>> start

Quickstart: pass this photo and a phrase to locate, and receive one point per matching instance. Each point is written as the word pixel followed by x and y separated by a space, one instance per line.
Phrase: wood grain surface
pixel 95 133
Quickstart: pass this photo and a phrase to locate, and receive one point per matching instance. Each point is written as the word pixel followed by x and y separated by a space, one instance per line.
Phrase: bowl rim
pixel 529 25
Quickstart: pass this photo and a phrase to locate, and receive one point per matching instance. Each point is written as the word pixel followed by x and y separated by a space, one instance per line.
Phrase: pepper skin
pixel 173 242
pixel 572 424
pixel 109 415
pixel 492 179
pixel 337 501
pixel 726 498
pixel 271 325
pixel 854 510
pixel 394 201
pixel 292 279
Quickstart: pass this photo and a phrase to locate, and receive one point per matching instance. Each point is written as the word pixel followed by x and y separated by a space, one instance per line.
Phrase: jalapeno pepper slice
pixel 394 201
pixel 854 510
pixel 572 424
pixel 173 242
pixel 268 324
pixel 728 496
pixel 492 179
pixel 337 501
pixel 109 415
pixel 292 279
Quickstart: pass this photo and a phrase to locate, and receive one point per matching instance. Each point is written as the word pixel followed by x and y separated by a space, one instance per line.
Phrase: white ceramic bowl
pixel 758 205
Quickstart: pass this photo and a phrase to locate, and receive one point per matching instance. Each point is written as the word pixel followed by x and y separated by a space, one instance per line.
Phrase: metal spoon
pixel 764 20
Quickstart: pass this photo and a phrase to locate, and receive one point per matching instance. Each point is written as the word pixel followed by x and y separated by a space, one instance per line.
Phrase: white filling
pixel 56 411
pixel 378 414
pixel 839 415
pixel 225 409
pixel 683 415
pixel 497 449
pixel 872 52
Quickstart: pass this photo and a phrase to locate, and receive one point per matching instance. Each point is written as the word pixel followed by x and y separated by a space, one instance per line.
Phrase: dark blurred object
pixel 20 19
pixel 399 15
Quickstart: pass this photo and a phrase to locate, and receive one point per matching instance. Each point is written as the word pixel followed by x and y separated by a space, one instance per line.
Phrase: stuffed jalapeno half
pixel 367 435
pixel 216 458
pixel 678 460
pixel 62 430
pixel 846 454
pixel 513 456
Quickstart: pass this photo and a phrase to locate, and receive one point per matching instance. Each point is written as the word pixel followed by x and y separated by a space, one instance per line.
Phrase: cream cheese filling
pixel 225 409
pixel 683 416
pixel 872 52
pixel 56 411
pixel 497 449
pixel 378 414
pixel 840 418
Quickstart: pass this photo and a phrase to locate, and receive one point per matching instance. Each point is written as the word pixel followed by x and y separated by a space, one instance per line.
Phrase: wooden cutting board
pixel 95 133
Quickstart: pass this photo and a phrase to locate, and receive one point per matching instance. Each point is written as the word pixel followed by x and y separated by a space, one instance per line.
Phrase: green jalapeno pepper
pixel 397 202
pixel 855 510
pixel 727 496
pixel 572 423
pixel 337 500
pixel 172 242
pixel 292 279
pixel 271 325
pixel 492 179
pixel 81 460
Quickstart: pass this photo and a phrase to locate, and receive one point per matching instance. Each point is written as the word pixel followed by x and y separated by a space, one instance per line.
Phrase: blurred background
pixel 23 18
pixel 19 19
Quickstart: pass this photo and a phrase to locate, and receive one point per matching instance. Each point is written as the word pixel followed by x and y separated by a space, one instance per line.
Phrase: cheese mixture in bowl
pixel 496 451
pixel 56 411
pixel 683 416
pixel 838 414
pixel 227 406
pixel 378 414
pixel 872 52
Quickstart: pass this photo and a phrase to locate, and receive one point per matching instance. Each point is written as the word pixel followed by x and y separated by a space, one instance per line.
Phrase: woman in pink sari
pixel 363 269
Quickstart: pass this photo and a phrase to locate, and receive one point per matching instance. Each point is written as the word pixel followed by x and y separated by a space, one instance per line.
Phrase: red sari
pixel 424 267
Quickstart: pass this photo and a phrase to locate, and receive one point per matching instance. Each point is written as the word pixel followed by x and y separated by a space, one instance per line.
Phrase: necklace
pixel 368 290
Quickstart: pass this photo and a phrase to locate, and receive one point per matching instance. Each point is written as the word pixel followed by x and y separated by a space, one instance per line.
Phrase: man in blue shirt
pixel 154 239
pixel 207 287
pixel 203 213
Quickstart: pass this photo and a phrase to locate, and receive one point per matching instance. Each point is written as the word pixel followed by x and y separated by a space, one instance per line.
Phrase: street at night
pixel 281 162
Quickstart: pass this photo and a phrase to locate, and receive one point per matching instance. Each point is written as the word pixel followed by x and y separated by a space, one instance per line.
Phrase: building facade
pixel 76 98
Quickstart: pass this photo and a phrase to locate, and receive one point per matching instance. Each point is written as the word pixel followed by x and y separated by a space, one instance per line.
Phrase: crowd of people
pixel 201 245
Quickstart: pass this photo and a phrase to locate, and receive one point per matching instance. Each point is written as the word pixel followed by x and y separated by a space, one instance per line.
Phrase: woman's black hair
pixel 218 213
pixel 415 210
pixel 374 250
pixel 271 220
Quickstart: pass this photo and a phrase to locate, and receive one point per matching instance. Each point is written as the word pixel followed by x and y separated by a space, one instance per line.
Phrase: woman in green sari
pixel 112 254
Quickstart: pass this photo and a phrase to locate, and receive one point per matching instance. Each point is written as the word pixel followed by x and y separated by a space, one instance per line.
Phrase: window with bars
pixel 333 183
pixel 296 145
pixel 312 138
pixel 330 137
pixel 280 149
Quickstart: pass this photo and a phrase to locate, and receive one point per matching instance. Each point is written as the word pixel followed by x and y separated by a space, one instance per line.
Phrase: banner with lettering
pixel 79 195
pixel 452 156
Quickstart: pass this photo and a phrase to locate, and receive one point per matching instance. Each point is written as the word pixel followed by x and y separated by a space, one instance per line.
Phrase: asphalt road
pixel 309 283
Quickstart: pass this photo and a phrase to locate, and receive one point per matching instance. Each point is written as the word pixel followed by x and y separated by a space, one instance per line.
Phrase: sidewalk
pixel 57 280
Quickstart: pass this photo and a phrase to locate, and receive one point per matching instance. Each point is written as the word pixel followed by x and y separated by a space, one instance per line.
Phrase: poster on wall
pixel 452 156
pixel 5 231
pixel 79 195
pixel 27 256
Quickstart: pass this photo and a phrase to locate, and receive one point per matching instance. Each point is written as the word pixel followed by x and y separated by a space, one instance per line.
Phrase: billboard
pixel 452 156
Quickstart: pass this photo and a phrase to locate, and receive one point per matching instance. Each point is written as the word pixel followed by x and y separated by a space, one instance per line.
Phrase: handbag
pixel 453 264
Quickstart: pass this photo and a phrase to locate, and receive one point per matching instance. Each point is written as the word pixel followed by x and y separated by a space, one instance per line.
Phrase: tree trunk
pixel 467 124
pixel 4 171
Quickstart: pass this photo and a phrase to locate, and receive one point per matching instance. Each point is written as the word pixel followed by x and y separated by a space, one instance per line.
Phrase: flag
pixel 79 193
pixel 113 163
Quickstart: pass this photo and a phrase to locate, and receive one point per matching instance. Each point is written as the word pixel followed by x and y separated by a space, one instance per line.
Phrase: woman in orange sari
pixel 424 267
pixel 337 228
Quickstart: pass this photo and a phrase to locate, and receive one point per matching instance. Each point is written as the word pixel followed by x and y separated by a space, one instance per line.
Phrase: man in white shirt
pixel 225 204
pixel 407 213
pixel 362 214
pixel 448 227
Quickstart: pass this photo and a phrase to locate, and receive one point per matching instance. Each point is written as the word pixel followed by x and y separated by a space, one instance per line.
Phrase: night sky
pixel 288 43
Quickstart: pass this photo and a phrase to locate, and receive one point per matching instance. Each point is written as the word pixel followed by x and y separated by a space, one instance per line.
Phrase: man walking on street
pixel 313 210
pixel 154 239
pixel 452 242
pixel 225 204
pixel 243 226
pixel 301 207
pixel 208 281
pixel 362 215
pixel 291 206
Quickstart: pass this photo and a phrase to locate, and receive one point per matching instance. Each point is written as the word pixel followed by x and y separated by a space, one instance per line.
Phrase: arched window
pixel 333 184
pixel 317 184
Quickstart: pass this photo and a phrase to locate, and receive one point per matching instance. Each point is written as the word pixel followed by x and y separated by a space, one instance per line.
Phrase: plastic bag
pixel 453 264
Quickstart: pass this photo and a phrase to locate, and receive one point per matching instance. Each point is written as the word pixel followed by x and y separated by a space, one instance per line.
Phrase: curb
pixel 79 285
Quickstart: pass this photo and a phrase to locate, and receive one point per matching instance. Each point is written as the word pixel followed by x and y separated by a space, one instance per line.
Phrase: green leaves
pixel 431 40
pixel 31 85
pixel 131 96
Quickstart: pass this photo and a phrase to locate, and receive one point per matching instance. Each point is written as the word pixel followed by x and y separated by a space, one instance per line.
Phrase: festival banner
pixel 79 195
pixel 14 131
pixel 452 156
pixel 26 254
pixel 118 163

>> end

**WHAT THE TASK REQUIRES**
Render the entries, from their first line through the line containing "pixel 764 20", both included, as a JSON list of strings with one string per line and blank lines omitted.

**SOLVED EXERCISE**
[
  "Quickstart: pass this photo and a phrase to locate, and receive one point per matching instance. Each point is written as the word pixel followed by x and y separated by a space, one instance per line.",
  "Phrase: wood grain surface",
  "pixel 95 133",
  "Quickstart: pass this photo and a phrase to locate, and receive one point per matching instance. Each point is written as the word pixel followed by x and y separated by a space, one instance per line.",
  "Phrase: bowl rim",
  "pixel 529 25",
  "Quickstart: pass this photo and a phrase to locate, and receive one point per matching instance. Each point is written as the word pixel followed by x and y separated by a space, one instance per line.",
  "Phrase: pepper skin",
  "pixel 173 242",
  "pixel 572 424",
  "pixel 109 415",
  "pixel 492 179",
  "pixel 337 501",
  "pixel 726 498",
  "pixel 271 325",
  "pixel 854 510",
  "pixel 394 201",
  "pixel 292 279",
  "Quickstart: pass this photo and a phrase to locate, and receive one point per matching instance. Each point is written as the word pixel followed by x and y separated by a space, one instance per line.",
  "Phrase: jalapeno pepper slice",
  "pixel 394 201",
  "pixel 854 510",
  "pixel 572 424",
  "pixel 173 242",
  "pixel 268 324",
  "pixel 728 496",
  "pixel 492 179",
  "pixel 337 501",
  "pixel 109 415",
  "pixel 292 279",
  "Quickstart: pass this photo and a phrase to locate, and receive one point per matching instance. Each point is written as the word pixel followed by x and y separated by a space, one instance per line.",
  "Phrase: white ceramic bowl",
  "pixel 758 205",
  "Quickstart: pass this photo and a phrase to locate, and receive one point per matching instance. Each point is written as the word pixel followed by x and y separated by a space, one instance per line.",
  "Phrase: metal spoon",
  "pixel 764 20"
]